= Selected extract =
+ + +
Yes, the old punching bag of parenting tactics seems to get a bad wrap from just about everyone. And yes, that includes everyone and not just fellow parents. People without children even seem to bemused by the sight of a child on a leash.

But what about the parents who utilize a leash for their young children? What do think about it? What's their rationale?

Well, as several parents are about to reveal, there are multiple reasons behind the phenomenon.

Let's check them out.

They Can Be A Form Of Comfort For Children With Sensory Disorders

Ever kid has some personal belonging that serves as a form of security. For most kids, it can be something like a blanket or a stuffed animal. For others, it can be a favorite toy. But for some, it can even bee a leash. But hold back the laughter because the following story involving a child on the spectrum and his favorite leash.

"I had a little boy on the spectrum. The family joke was he'd run until he found a fence. I always used a wrist leash when we were out in public unless he was in a stroller.

As time went by, I discovered that as long as he had the leash fastened to his wrist he'd stay within an arm's reach of me no matter where the other end of the leash was. So my end of the leash was often draped over the shopping cart or just dangled from his wrist. Eventually he decided he wanted to hold it himself.

After a while a 'leash' became anything he had to hold with both hands. A large water bottle or super-sized drink cup was just as effective."

There Might Be A Good Reason For Them

Leashes aren't exclusive children on the spectrum. Heavens no. Some kids need to be put on a leash as a survival methods, as this sibling of a boy on a leash detailed with the following story:

"My brother was a leash kid but he earned that punishment. As soon as he could walk, he would just run off in public spaces. It happened a couple of times, and then it happened at Mall of America. He was lost for two hours during which time my parents were in full panic.

He eventually turned up in the arcade. A nice security guard was giving him quarters to play the games and feeding him donuts. My brother didn't care, he never cried once while he was separated from the family. So he earned the status of a leash kid for a couple of years.
+ + +
= Entries shown =
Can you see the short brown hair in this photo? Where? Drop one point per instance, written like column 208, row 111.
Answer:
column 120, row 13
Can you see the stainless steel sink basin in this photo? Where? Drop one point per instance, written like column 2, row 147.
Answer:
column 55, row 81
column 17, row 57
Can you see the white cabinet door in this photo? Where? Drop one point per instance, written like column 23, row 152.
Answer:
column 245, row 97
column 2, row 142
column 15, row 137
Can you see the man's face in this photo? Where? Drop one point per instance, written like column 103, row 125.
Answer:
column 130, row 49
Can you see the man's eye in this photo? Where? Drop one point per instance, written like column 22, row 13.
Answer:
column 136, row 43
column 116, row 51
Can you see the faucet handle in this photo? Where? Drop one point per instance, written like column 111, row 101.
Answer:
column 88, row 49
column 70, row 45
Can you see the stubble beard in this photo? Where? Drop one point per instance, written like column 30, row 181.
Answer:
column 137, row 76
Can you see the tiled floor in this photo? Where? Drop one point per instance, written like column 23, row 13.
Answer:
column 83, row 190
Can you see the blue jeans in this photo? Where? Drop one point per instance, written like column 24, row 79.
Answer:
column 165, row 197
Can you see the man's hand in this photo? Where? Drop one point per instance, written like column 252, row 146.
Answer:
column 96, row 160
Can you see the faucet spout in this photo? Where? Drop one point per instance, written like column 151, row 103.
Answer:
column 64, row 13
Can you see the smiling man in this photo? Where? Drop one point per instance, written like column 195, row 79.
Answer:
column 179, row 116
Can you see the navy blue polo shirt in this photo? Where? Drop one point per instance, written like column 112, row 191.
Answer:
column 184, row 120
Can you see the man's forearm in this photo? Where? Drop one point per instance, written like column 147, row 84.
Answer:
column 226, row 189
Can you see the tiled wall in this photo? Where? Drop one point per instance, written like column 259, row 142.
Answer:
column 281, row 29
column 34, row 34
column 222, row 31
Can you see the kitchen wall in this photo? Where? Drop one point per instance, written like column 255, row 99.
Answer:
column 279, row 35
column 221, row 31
+ + +
= Required actions =
[a] Lay out the lines of the records as a Markdown table with the columns No. and Line, starting at the line that contains "Can you see the faucet handle" and ending at the line that contains "column 83, row 190". Number each row, and leave out blank lines.
[b] Proceed with the article on why parents put young children on leashes, picking up after its final sentence.

= Replies =
[a]
| No. | Line |
|---|---|
| 1 | Can you see the faucet handle in this photo? Where? Drop one point per instance, written like column 111, row 101. |
| 2 | Answer: |
| 3 | column 88, row 49 |
| 4 | column 70, row 45 |
| 5 | Can you see the stubble beard in this photo? Where? Drop one point per instance, written like column 30, row 181. |
| 6 | Answer: |
| 7 | column 137, row 76 |
| 8 | Can you see the tiled floor in this photo? Where? Drop one point per instance, written like column 23, row 13. |
| 9 | Answer: |
| 10 | column 83, row 190 |

[b]
When I see other kids on leashes all I'm thinking is that they are a runner just like my brother and the mom wants to keep them close and safe. I think the wristband tethers with a spring cord look less weird than the full harness/backpack thing though."

Another poster had this to say about the importance of leashes:

"I had one as a child and it saved me from getting kidnapped.

My parents had me in a stroller while wearing a harness and had tied the end of the leash to the stroller. A woman walked by and scooped me out of the stroller, but since the leash was tied to the stroller, it just dragged behind her as she tried to walk away.

It caused a huge commotion, my dad grabbed her and held onto her until the police came. Apparently, they were already looking for her because she had attempted to kidnap a kid from a daycare earlier that day. Her own child had recently died and she was having a mental breakdown, so I guess she was either trying to replace her dead child or she didn't realize that the kids she was trying to take weren't her kid.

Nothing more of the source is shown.